_WHAT TO WORK ON_:
Leaving out the images, repeat all the lines below exactly.

_SUPPLIED DATA_:
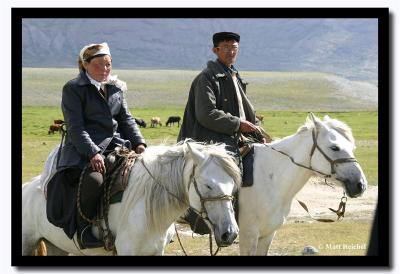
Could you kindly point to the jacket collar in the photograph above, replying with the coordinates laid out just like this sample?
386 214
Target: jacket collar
220 70
83 80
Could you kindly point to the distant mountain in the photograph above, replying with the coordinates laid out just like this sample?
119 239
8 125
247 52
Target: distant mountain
346 47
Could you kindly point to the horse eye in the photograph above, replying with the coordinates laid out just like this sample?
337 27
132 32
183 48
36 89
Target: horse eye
335 148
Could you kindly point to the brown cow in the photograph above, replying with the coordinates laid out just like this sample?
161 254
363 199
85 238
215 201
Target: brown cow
155 121
57 122
260 117
56 127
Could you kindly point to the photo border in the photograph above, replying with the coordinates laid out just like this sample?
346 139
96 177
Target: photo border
384 141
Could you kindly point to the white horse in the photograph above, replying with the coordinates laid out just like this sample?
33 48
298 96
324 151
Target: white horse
163 184
283 167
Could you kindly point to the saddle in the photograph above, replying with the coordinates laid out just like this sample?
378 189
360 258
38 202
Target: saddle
118 164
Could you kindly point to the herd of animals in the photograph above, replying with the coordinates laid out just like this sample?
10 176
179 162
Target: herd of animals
154 122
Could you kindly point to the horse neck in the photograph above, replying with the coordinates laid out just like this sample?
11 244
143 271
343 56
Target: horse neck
164 204
292 177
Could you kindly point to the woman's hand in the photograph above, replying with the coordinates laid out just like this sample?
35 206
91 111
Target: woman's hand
97 163
246 126
140 149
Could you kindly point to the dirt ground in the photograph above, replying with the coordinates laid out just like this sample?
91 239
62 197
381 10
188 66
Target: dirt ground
319 197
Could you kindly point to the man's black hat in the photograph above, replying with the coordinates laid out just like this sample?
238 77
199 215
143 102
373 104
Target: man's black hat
225 36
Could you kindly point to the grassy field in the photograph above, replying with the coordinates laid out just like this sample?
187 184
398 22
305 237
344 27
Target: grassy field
301 91
290 240
36 143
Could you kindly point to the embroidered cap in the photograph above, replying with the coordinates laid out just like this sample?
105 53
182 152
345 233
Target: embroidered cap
90 51
224 36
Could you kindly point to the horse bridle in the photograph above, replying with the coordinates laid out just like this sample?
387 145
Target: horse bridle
316 146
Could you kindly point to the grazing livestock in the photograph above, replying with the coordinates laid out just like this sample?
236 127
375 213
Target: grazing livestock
140 122
173 120
58 122
260 117
155 121
56 127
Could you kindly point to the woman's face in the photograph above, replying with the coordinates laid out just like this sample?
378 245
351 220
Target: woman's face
99 68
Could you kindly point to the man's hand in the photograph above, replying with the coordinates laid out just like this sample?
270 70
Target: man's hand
140 149
97 163
246 126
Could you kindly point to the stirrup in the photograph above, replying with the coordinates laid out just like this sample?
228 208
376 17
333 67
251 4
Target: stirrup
87 240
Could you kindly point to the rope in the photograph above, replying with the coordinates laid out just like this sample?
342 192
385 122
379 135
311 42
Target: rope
179 240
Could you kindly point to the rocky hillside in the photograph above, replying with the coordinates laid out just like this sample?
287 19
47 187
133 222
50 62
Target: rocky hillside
345 47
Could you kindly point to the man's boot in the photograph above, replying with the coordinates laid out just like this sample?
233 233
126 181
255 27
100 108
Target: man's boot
90 193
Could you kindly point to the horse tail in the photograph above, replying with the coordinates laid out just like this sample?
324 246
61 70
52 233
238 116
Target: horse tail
41 249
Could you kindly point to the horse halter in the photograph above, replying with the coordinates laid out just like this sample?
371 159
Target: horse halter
332 162
203 211
316 146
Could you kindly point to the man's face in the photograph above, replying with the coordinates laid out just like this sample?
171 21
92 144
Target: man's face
227 51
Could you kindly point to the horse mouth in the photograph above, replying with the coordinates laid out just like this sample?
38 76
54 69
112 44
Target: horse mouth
226 239
354 191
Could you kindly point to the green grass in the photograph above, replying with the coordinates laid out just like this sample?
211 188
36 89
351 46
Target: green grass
36 143
331 239
305 91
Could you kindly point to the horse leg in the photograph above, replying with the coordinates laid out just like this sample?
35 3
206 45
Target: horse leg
29 244
264 243
248 243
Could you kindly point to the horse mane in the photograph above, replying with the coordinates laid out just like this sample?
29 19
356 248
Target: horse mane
167 194
339 126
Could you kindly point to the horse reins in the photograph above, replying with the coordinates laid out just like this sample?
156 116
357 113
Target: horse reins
342 206
316 146
203 212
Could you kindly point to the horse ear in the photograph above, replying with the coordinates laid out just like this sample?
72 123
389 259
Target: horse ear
197 155
317 122
312 117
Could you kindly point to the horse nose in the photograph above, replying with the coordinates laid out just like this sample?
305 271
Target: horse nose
228 237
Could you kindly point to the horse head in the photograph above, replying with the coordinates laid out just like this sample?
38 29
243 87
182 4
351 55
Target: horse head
214 178
332 154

_SOLUTION FOR THIS EXERCISE_:
Could you kindly point to the jacket collar in the photograph above, replying with the coordinates laid out just like this sample?
386 214
Target: jacket collar
220 70
83 80
Could you kindly point to the distant mountain in the photograph above, replying with the coordinates laid out just like this sample?
119 239
8 125
247 52
Target: distant mountain
346 47
Could you kindly point to the horse eye in the photograph above, replying with the coordinates laid out just like this sample?
337 27
132 32
183 48
36 89
Target: horse eye
335 148
Could you kindly point to the brown cow in the photograph above, replying with the coordinates laid out just like this sample?
161 254
363 199
85 238
215 201
Target: brown cow
155 121
57 122
260 117
56 127
Could you kindly point to the photo border in the photograph above, replying with the coordinates laid out just like this sample?
346 139
96 177
Target: photo border
384 141
Could you kindly point to the white horse in the photograph above, replying with the coordinates laid out just like this sample?
33 48
298 96
324 151
Target: white horse
163 184
283 167
Could you kindly point to the saddle in the photograph above, replying with the coordinates laid out just like this sample?
378 189
360 258
38 202
Target: saddle
118 164
Could you kindly point to the herd of animals in the photograph above, replying with the coordinates laid out just like this sample?
10 176
179 162
Target: herd of animals
154 122
Could you kindly point to the horse neck in the photograph above, replying with the coordinates laid out just like this sample?
11 244
143 271
343 56
Target: horse neck
164 204
292 177
Could you kindly point to the woman's hand in the photograph above, replying with the coordinates laid out just like this sample?
35 206
91 111
Target: woman's hand
97 163
246 126
140 149
Could you kindly point to the dirt ground in the photograph above, replying with the coordinates laid out just like this sample?
91 239
62 197
381 10
188 66
Target: dirt ground
319 197
Could you kindly point to the man's black hat in the photograph above, replying with the coordinates laid out just like this sample?
238 77
199 215
143 102
373 104
Target: man's black hat
225 36
Could you kindly point to the grassy field in the photograph above, replying with the coordinates laid out just like this sample?
187 184
398 22
305 237
344 27
Target: grassy field
301 91
290 240
36 143
Could you kindly point to the embroidered cap in the photograph above, replying with the coordinates laid out just like this sample?
105 53
182 152
345 233
Target: embroidered cap
90 51
224 36
Could you kindly point to the horse bridle in the photograph above, replying with the coordinates laid out just like this sample?
387 145
Target: horse bridle
316 146
Could you kindly point to the grazing livestock in the photograph above, replying with the coordinates laid out just like this sample?
236 127
375 213
Target: grazing livestock
140 122
173 120
58 122
260 117
155 121
56 127
Could you kindly point to the woman's face in the photograph above, replying with the coordinates laid out just like this sample?
378 245
351 220
Target: woman's face
99 68
Could you kindly point to the man's hand in the photograph above, replying with the coordinates laid out just like this sample?
270 70
Target: man's hand
140 149
97 163
246 126
Could you kindly point to the stirrup in the photograph above, replying with the coordinates laid out just like this sample?
228 208
376 17
333 67
251 4
Target: stirrup
87 240
Could you kindly point to the rope in the photograph above, replying with the coordinates laid out just like this sample?
342 192
385 122
379 135
311 42
Target: rope
179 240
Could you kindly point to the rocky hillside in the photograph above, replying with the coordinates laid out just like this sample?
287 19
47 187
133 222
50 62
Target: rocky hillside
345 47
Could you kindly point to the man's boot in the photograph above, replying with the coordinates laid out just like this sample?
233 233
126 181
255 27
100 108
Target: man's boot
90 193
Could you kindly point to the horse tail in the photograph above, replying with the coordinates laid out just like this sample?
324 246
61 70
52 233
238 116
Target: horse tail
41 249
Could you kindly point to the horse halter in the photograph above, replying with the coordinates laid out just like this sample?
371 159
Target: horse halter
332 162
203 211
316 146
Could you kindly point to the man's face in the photograph above, replying with the coordinates laid out just like this sample?
171 21
92 144
Target: man's face
227 51
Could you kindly point to the horse mouth in the photograph above, replying with the coordinates laid out just like this sample?
38 76
54 69
112 44
Target: horse mouth
226 239
354 191
Could you kindly point to the green grass in the photograph above, replying with the coordinates laid out just like this sample?
211 188
36 89
351 46
Target: green grass
36 143
331 239
305 91
Could you kindly point to the horse leg in the photograph above, replying with the coordinates laid out just like this sample?
35 3
206 45
Target: horse leg
29 244
264 243
248 243
Could you kindly point to the horse mane in the photograph above, replying with the coordinates laid out just like this sample?
29 19
356 248
Target: horse mane
167 194
339 126
Could you kindly point to the horse reins in the photograph above, replying with the coordinates laid out just like this sample?
156 116
357 113
Target: horse reins
342 206
316 146
203 212
Could you kindly point to the horse ear in the photograph above, replying with the coordinates laid out just like this sample?
72 123
389 259
Target: horse ear
197 155
317 122
312 117
Could you kindly point to the horse nose in the photograph above, replying with the coordinates laid out just like this sample?
305 271
Target: horse nose
228 237
Could you kindly point to the horse head in the photograph above, replying with the coordinates laid out just like this sample?
38 29
243 87
182 4
351 55
Target: horse head
214 178
332 154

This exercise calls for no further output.